**Task to complete:**
Every record must be written out once more, with nothing added or omitted.

(Saved entries)
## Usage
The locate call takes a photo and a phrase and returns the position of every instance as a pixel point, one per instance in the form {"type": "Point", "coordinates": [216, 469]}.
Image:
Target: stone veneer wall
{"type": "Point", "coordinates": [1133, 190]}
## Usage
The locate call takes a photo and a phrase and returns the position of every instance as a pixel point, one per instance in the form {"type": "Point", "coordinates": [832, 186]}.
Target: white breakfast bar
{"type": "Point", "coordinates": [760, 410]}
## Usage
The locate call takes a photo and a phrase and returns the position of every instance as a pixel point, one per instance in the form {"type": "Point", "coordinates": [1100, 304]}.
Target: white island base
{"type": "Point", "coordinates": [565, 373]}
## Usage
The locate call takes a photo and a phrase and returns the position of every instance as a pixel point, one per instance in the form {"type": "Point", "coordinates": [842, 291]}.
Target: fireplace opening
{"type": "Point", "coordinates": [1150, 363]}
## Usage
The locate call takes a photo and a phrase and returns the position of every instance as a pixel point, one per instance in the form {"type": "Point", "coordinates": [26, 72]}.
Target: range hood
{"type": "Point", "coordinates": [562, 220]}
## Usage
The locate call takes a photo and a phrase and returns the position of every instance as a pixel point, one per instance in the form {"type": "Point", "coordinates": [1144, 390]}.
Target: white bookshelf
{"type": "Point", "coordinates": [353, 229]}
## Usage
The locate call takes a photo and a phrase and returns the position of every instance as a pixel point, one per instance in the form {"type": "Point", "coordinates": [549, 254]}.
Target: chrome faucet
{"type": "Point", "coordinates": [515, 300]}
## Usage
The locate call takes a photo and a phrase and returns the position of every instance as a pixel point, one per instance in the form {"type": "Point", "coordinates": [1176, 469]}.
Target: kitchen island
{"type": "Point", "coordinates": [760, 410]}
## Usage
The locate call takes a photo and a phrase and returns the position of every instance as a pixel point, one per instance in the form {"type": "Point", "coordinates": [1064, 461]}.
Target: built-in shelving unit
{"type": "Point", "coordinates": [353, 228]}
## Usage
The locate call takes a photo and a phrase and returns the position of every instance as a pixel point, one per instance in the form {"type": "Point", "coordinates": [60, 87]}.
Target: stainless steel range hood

**Task answer:**
## Usage
The locate call takes a photo and a phrase and returns the position of every instance as a pixel point, one per instance in the form {"type": "Point", "coordinates": [216, 469]}.
Image:
Target: stone veneer wall
{"type": "Point", "coordinates": [1133, 190]}
## Usage
The locate call takes a photo and a phrase and returns the position of every instance as a pixel point, one per instance in the form {"type": "Point", "coordinates": [832, 186]}.
Target: white breakfast bar
{"type": "Point", "coordinates": [760, 410]}
## Usage
The locate call takes a photo and a phrase and returns the position of every instance as a pixel point, one per instance in the form {"type": "Point", "coordinates": [1100, 304]}.
Target: white island base
{"type": "Point", "coordinates": [565, 373]}
## Usage
The locate call takes a photo and a phrase and returns the position of every instance as a pixel point, one per instance in the form {"type": "Point", "coordinates": [842, 291]}.
Target: fireplace opening
{"type": "Point", "coordinates": [1150, 363]}
## Usage
The locate call takes a photo and a phrase and returns the position of every instance as a pixel point, one per instance in the form {"type": "Point", "coordinates": [26, 72]}.
Target: range hood
{"type": "Point", "coordinates": [562, 220]}
## Usage
The locate call takes a photo and a phrase and returns the position of every instance as a pixel point, one per instance in the form {"type": "Point", "coordinates": [1144, 390]}.
Target: white bookshelf
{"type": "Point", "coordinates": [353, 229]}
## Usage
The locate call takes a photo and a phrase and returns the position of every instance as a pixel point, one per instance in the form {"type": "Point", "coordinates": [549, 254]}.
Target: chrome faucet
{"type": "Point", "coordinates": [515, 300]}
## Usage
The locate call takes a photo and a phrase and returns the position of every instance as a pixel point, one per instance in the form {"type": "Point", "coordinates": [1176, 469]}.
Target: kitchen island
{"type": "Point", "coordinates": [760, 410]}
## Usage
The locate call takes a photo and a phrase and returns the position of every instance as a pixel point, one per instance in the form {"type": "Point", "coordinates": [1064, 461]}.
Target: built-in shelving unit
{"type": "Point", "coordinates": [353, 228]}
## Usage
The locate call takes a photo and a phrase and returns the position of every instance as a pixel point, one per instance in the form {"type": "Point", "coordinates": [60, 87]}.
Target: stainless steel range hood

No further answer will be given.